**WORK ITEM**. Nothing but the data, repeated exactly, belongs in the answer.
[INPUT MATERIAL Boundary: Start]
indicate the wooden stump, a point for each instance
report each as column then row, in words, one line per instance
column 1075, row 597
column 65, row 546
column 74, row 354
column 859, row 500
[INPUT MATERIAL Boundary: End]
**ANSWER FOR THIS EXERCISE**.
indicate the wooden stump, a point for each instance
report each as column then row, in words, one line per instance
column 1075, row 597
column 65, row 546
column 74, row 354
column 859, row 500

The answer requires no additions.